*Goal of the exercise*
Write out the data again in full, keeping every character the same.

*Exercise material*

════════════════════

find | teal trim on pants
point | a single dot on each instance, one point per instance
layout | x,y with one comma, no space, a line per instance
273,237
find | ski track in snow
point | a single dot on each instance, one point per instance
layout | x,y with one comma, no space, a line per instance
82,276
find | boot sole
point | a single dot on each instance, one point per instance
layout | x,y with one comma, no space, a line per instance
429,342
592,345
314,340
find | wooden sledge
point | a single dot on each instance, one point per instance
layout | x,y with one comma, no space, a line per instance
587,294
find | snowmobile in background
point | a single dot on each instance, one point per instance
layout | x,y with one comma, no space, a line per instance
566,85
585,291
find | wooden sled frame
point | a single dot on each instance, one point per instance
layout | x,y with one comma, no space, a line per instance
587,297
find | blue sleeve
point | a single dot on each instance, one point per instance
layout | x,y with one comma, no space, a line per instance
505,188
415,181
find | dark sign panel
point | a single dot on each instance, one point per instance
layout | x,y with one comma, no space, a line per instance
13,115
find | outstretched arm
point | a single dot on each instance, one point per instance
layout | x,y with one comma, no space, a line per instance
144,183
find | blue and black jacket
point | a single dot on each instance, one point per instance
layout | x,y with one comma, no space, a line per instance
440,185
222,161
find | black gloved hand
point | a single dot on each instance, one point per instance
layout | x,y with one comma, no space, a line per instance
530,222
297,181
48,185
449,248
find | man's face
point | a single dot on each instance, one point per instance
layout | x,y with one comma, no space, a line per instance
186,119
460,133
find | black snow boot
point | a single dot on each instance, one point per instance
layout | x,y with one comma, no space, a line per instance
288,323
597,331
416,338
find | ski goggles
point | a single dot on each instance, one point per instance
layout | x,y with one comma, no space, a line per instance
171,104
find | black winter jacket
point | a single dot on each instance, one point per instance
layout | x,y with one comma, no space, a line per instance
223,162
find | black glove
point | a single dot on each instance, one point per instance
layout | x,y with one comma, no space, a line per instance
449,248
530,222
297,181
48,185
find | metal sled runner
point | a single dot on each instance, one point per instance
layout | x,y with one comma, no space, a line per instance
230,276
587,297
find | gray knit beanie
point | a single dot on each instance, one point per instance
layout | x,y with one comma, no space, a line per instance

════════════════════

*Worked solution*
find | teal trim on pants
point | a single dot on each instance, one point per instance
layout | x,y with one comma, no space, a line per instance
273,237
find | ski track in snow
point | a single dot on each instance, one point per instance
layout | x,y with one comma, no space, a line per instance
82,276
find | boot sole
point | a single dot on each instance, one point per instance
layout | x,y with one comma, no space, a line per instance
429,342
592,345
314,340
find | wooden sledge
point | a single dot on each instance, one point per instance
layout | x,y with one comma, no space, a line per instance
587,294
find | snowmobile in background
point | a single dot on each instance, one point per instance
layout | x,y with one comma, no space, a line per instance
566,85
585,291
find | wooden sled frame
point | a single dot on each instance, one point per instance
layout | x,y with one comma, no space, a line per instance
587,297
find | blue sleeve
point | a single dot on each instance, one point per instance
layout | x,y with one comma, no space, a line per instance
505,188
415,181
find | dark sign panel
point | a single dot on each instance, one point per instance
layout | x,y with one comma, no space, a line per instance
13,115
find | outstretched arm
point | a single dot on each instance, one point per instance
layout | x,y with one comma, no space, a line per instance
144,183
find | blue and black jacket
point | a single dot on each instance, one point per instance
layout | x,y with one comma, no space, a line per instance
440,185
222,161
find | black gloved hand
point | a single dot on each instance, one point per instance
layout | x,y with one comma, no space, a line per instance
530,222
297,181
48,185
449,248
find | man's face
point | a single dot on each instance, one point per instance
layout | x,y with one comma, no space, a line per instance
186,119
460,133
find | black snow boot
point | a single dot on each instance, one point per instance
layout | x,y with one comma, no space, a line per instance
288,323
597,331
416,338
find | ski goggles
point | a single dot on each instance, one point per instance
layout | x,y with one comma, no space, a line per instance
171,104
find | black winter jacket
point | a single dot on each instance, one point per instance
layout | x,y with one comma, no space, a line per instance
223,162
find | black glove
point | a single dot on each instance, one point per instance
layout | x,y with one comma, no space, a line per instance
449,248
530,222
297,181
48,185
find | metal sled runner
point | a single dot on each instance, one point per instance
layout | x,y with one comma, no space, a line per instance
230,276
587,297
find | gray knit beanie
point | a single dot on each instance, one point per instance
layout | x,y with one comma, no space, a line per instance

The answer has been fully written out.